■ **Work required**
Omit every picture and write out the rest of the records exactly.
:: Supplied information
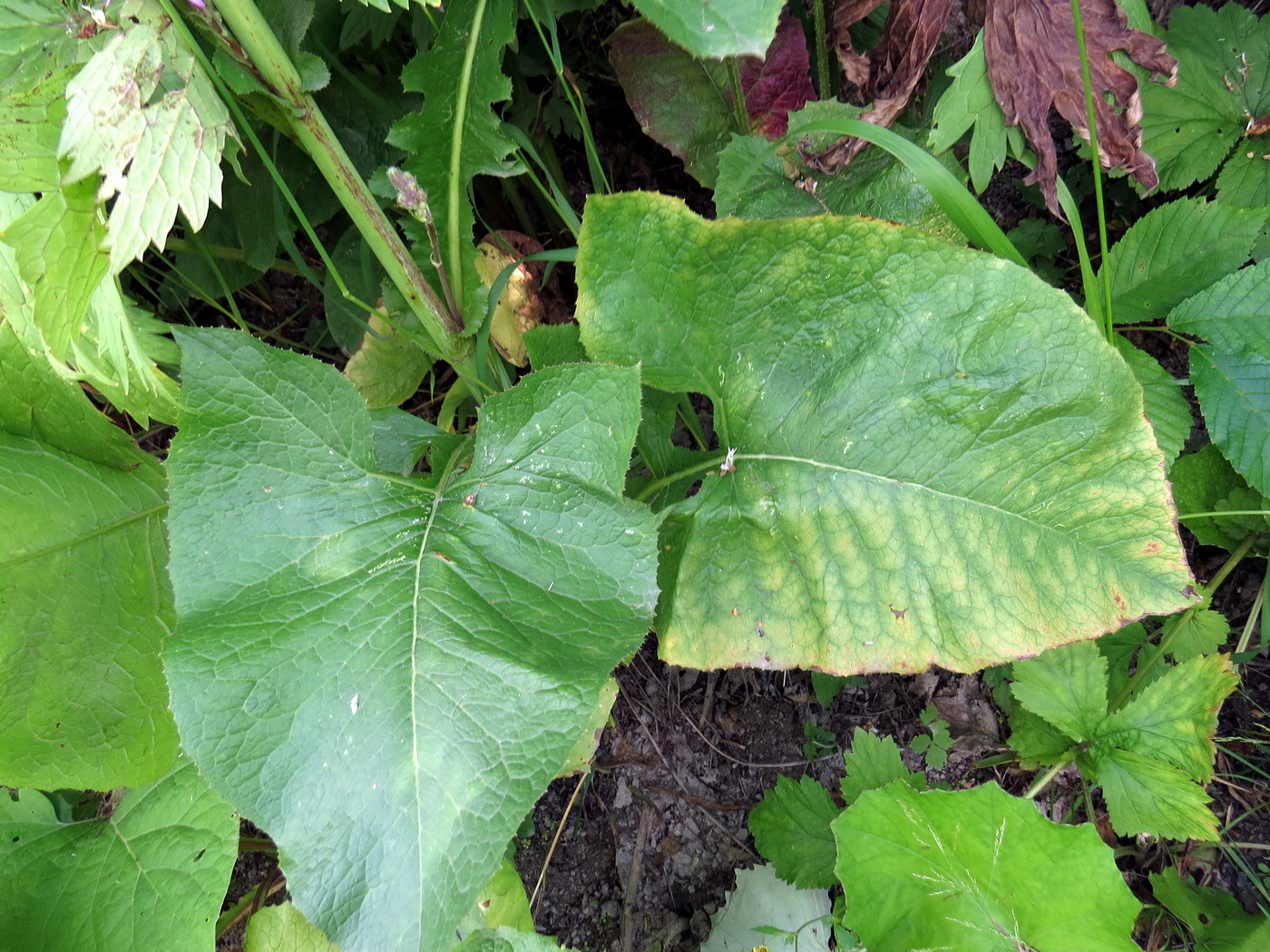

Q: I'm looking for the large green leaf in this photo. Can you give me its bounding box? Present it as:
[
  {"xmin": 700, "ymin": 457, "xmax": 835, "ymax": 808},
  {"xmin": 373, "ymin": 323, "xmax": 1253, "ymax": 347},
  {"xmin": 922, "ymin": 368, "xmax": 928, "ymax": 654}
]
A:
[
  {"xmin": 0, "ymin": 323, "xmax": 177, "ymax": 790},
  {"xmin": 578, "ymin": 194, "xmax": 1190, "ymax": 674},
  {"xmin": 0, "ymin": 758, "xmax": 239, "ymax": 952},
  {"xmin": 634, "ymin": 0, "xmax": 785, "ymax": 60},
  {"xmin": 1168, "ymin": 261, "xmax": 1270, "ymax": 495},
  {"xmin": 165, "ymin": 331, "xmax": 655, "ymax": 952},
  {"xmin": 833, "ymin": 781, "xmax": 1142, "ymax": 952}
]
::::
■ **Result for this task**
Q: I'm looking for the large green leaf in this photo. Can you give me its bounding box? Present it as:
[
  {"xmin": 700, "ymin": 457, "xmax": 835, "ymax": 808},
  {"xmin": 373, "ymin": 323, "xmax": 1253, "ymax": 347},
  {"xmin": 922, "ymin": 368, "xmax": 928, "ymax": 654}
]
A:
[
  {"xmin": 0, "ymin": 323, "xmax": 177, "ymax": 790},
  {"xmin": 578, "ymin": 194, "xmax": 1190, "ymax": 674},
  {"xmin": 0, "ymin": 758, "xmax": 239, "ymax": 952},
  {"xmin": 634, "ymin": 0, "xmax": 785, "ymax": 60},
  {"xmin": 1168, "ymin": 261, "xmax": 1270, "ymax": 495},
  {"xmin": 165, "ymin": 331, "xmax": 655, "ymax": 952},
  {"xmin": 833, "ymin": 781, "xmax": 1142, "ymax": 952}
]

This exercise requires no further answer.